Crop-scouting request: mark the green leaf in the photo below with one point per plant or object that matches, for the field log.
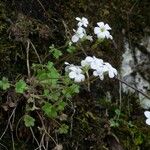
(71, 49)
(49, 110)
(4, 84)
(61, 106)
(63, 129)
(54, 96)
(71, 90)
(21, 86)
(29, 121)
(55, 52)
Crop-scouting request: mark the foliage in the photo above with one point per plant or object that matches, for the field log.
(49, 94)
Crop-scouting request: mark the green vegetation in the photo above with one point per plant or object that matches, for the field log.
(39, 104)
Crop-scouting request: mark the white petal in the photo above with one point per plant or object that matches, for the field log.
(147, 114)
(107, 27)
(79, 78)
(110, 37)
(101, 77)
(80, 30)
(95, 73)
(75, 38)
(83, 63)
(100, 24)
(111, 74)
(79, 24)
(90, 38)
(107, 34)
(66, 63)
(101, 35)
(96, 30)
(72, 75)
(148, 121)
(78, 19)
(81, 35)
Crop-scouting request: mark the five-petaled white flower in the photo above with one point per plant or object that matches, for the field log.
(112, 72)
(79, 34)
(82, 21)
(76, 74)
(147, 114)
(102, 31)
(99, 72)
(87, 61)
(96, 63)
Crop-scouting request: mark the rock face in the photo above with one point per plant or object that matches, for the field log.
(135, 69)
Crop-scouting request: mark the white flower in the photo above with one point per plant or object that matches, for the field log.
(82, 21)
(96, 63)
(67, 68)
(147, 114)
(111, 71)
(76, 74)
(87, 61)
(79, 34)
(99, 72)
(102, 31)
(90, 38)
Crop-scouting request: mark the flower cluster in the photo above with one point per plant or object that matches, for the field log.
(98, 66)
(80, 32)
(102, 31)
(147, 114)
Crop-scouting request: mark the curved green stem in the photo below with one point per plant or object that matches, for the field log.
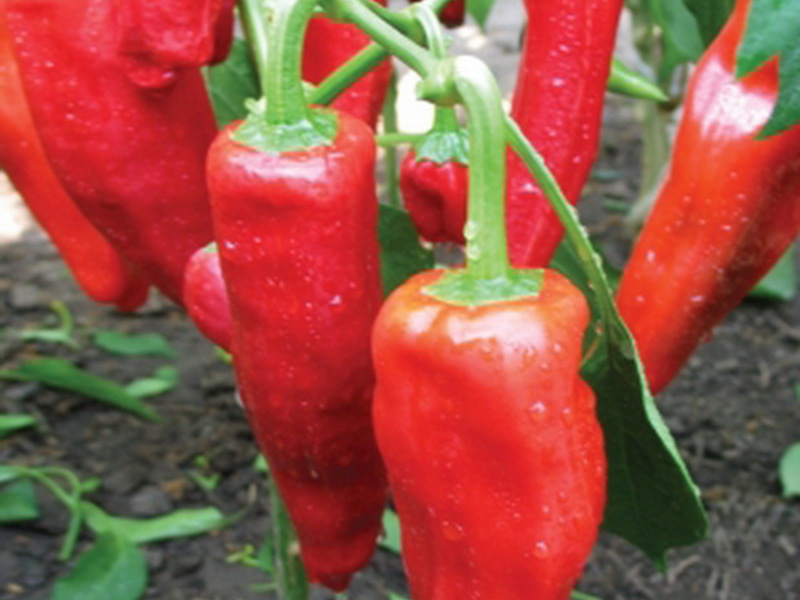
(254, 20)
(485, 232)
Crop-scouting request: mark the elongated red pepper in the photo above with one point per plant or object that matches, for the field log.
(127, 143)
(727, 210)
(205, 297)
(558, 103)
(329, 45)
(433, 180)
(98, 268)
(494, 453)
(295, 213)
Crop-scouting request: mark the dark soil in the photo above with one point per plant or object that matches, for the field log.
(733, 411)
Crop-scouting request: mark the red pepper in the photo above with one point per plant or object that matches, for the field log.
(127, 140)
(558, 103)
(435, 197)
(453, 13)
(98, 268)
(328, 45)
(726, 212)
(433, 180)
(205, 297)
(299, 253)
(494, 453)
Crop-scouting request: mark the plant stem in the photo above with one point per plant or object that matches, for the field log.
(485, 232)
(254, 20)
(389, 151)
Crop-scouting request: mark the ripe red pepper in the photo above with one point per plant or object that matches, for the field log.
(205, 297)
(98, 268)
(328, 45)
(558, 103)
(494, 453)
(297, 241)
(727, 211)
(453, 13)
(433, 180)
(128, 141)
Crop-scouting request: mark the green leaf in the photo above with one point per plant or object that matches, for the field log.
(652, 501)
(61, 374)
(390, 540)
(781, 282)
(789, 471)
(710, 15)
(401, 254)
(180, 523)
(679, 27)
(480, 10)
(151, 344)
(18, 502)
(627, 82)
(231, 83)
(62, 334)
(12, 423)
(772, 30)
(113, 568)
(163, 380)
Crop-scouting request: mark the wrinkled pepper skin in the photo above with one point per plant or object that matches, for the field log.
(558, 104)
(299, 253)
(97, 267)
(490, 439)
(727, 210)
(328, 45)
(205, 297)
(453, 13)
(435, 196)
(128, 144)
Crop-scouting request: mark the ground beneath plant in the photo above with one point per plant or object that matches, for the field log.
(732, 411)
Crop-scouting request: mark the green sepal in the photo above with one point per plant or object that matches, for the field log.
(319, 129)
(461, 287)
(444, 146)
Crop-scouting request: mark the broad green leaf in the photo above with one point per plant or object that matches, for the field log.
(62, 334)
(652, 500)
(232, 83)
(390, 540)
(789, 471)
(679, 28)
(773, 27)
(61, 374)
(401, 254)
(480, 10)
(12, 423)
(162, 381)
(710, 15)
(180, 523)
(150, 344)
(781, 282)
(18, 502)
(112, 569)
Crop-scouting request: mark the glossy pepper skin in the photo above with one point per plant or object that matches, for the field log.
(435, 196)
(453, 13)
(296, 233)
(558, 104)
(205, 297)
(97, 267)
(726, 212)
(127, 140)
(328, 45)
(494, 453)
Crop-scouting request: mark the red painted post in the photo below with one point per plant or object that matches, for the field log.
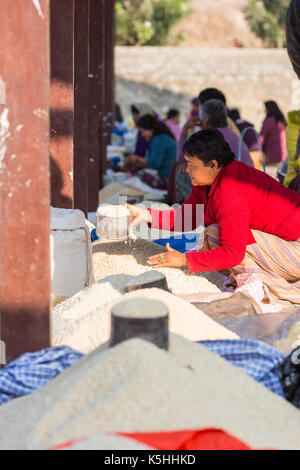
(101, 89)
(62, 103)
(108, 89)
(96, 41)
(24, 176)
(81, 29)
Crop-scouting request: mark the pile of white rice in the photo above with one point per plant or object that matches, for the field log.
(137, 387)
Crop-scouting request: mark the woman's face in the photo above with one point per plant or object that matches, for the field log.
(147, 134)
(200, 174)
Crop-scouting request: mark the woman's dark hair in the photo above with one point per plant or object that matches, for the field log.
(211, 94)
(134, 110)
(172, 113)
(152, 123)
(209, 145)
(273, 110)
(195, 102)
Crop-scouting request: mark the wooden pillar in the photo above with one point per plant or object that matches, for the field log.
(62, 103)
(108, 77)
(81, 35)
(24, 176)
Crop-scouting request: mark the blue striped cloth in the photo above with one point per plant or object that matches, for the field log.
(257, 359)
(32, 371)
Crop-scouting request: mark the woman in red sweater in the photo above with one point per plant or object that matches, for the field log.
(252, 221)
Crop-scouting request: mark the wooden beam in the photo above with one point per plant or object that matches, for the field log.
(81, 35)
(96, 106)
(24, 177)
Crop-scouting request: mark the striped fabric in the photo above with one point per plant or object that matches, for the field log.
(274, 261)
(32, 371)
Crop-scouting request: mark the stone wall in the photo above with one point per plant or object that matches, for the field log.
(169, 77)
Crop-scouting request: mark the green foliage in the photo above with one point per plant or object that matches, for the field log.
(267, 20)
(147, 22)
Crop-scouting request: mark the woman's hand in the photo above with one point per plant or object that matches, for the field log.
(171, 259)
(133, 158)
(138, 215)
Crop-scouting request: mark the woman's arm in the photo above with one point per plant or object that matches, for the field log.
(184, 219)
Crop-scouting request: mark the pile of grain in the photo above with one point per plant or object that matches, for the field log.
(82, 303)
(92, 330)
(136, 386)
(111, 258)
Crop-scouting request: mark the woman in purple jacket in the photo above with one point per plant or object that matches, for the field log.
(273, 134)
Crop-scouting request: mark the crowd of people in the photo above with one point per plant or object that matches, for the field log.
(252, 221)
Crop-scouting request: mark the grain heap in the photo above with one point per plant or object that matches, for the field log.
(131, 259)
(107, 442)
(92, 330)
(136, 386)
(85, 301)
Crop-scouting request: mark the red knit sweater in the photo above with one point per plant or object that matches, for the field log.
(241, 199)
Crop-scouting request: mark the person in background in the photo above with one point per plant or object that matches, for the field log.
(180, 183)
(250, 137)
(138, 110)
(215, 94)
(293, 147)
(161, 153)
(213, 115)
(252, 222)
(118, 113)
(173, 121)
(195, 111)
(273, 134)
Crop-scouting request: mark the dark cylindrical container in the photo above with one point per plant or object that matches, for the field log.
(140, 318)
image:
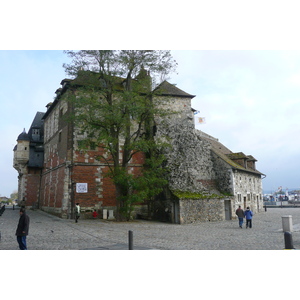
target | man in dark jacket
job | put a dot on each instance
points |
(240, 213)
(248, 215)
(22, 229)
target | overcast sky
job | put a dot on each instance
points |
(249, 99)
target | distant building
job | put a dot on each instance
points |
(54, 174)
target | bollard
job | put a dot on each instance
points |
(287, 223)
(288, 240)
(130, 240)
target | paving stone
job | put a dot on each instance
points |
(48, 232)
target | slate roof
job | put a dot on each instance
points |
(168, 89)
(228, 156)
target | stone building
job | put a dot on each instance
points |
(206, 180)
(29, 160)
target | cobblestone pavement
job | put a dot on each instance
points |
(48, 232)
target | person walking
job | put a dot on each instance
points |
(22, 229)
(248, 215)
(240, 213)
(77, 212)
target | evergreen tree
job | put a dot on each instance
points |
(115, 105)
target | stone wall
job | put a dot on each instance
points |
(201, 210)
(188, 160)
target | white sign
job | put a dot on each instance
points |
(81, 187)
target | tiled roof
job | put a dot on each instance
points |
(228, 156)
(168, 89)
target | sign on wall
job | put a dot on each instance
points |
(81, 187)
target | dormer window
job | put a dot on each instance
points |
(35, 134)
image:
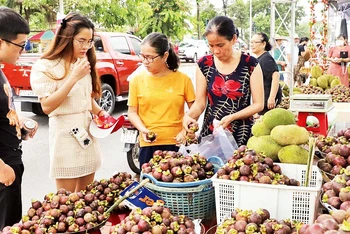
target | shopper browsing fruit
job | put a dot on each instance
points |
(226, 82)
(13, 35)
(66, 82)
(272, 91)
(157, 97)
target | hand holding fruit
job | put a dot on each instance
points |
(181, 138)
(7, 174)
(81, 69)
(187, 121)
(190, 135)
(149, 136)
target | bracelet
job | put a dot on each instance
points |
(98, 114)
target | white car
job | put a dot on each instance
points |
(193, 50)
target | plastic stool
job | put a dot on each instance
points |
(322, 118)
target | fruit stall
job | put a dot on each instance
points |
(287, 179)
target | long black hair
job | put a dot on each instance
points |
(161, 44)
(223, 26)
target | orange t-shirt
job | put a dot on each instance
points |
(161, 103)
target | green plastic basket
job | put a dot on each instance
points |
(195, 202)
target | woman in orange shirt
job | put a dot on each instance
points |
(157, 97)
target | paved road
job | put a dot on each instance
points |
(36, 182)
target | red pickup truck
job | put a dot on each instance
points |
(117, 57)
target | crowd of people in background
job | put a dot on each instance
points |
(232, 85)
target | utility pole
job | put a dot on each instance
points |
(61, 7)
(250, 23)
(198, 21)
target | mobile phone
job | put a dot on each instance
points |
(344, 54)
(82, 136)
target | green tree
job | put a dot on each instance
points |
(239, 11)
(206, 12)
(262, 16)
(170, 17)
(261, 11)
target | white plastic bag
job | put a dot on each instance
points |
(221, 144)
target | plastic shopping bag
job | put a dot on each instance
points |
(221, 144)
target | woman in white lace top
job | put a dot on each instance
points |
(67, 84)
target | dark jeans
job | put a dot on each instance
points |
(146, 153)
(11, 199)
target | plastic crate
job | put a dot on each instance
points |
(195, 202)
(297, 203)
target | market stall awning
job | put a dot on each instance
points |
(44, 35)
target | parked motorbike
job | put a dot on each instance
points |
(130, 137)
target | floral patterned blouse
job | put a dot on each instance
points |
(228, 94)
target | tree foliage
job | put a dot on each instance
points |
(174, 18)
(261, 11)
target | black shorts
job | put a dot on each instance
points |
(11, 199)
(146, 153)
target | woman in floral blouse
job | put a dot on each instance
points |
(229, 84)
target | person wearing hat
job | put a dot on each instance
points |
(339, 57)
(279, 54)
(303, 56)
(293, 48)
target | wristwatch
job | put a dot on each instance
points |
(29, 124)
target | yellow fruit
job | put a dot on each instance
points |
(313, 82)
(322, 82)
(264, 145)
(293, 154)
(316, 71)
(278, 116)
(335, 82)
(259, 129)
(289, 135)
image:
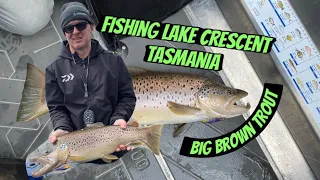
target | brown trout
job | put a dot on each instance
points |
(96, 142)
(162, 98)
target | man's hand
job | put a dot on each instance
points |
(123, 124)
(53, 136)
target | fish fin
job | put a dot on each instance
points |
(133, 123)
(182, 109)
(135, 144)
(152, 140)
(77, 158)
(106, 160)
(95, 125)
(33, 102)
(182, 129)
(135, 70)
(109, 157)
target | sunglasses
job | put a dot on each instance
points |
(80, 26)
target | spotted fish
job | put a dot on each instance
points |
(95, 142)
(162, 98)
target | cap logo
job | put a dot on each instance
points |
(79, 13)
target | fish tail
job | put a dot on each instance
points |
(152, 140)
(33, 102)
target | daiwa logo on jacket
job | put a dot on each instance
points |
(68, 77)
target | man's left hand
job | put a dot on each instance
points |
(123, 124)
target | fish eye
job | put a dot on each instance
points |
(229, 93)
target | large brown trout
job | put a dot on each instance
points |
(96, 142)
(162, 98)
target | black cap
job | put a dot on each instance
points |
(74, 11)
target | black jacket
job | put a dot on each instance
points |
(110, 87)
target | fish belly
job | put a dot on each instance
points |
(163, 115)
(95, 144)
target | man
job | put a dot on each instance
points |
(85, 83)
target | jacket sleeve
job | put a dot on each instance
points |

# Aim of the exercise
Only those lines running from the one containing "target | fish tail" through the last line of the data above are to be copied, exactly, with both ends included.

# Task solution
target | fish tail
job | put a dot on each instance
points |
(152, 140)
(33, 102)
target | daiwa logo on jacket
job | put a dot on each instance
points |
(68, 77)
target | man's left hand
job | put a dot on each instance
points |
(123, 124)
target | fish eye
job | put a dot on each instance
points |
(229, 93)
target | large brown trout
job | put a dot on each instance
points |
(96, 142)
(162, 98)
target | black cap
job | put a dot on each instance
points |
(74, 11)
target | black jacket
job | put a dot on each instance
points |
(110, 87)
target | fish belly
job | put a dot on each instance
points |
(163, 115)
(95, 144)
target | man
job | put a dot on each instance
points |
(85, 83)
target | jacket sleeve
job | put a dot on each instance
points |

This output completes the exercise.